GIVEN EXERCISE: Gather every row below that contains the word "above", and copy each of those rows in full.

DATA TO PROCESS:
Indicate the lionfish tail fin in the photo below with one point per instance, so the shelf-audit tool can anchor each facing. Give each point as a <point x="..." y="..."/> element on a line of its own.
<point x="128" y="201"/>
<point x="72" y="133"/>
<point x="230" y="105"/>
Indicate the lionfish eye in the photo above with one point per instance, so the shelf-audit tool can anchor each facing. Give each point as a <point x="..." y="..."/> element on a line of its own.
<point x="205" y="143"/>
...
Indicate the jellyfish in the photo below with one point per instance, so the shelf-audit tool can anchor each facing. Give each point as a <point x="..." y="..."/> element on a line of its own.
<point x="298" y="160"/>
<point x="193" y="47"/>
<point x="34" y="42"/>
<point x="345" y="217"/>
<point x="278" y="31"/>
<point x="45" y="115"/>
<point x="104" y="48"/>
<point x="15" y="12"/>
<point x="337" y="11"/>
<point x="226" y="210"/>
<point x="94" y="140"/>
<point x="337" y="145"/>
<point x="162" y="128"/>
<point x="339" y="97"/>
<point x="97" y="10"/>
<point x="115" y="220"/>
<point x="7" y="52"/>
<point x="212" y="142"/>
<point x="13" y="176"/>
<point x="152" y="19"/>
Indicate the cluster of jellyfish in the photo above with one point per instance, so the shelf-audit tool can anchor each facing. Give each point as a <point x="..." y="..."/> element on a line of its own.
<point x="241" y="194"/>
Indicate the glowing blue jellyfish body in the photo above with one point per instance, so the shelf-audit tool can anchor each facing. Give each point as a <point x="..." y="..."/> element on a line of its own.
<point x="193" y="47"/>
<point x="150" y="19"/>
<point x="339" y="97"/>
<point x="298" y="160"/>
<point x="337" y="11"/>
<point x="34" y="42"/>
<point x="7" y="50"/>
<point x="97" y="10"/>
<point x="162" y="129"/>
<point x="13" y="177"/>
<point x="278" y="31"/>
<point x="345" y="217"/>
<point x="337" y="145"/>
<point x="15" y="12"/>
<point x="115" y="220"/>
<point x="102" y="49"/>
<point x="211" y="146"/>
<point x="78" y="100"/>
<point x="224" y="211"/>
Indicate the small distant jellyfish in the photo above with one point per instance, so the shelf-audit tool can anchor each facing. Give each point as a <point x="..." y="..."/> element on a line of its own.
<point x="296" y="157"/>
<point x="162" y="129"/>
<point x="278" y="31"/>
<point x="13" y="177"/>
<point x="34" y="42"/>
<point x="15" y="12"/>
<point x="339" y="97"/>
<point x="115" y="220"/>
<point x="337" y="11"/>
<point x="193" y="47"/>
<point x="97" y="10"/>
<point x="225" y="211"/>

RESULT BELOW:
Indicate the lionfish eye in the photo above with one point per instance, so the shelf-audit tool can anchor each facing. Give each point as a <point x="..." y="..."/> element on a line of its own.
Indicate the cluster of jellyfish in the photo above with one point per instance, so the shelf-audit tool can anchor each facing. Give each point as a <point x="..." y="..."/> element on a line of its own.
Indicate the glowing blue jellyfish body in the photo above with one point per instance, so the shelf-audit tool can anchor each facing. Give each point as a <point x="..." y="..."/> element on a line of its own.
Indicate the small distant jellyfish in the photo above with one point per instance, so the shelf-audit tool can anchor each facing. Give each point as a <point x="..." y="..."/> element on a line of its own.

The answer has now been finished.